Dataset records:
====

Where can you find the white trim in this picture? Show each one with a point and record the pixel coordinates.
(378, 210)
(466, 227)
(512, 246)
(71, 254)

====

#### WHAT IS NEEDED
Update the records above by replacing "white trim" with "window trim" and leaving everything else unchanged.

#### EXERCISE OUTPUT
Where can you find the window trim in this picture? Show each one with a point and record the pixel coordinates.
(378, 210)
(466, 227)
(512, 246)
(71, 254)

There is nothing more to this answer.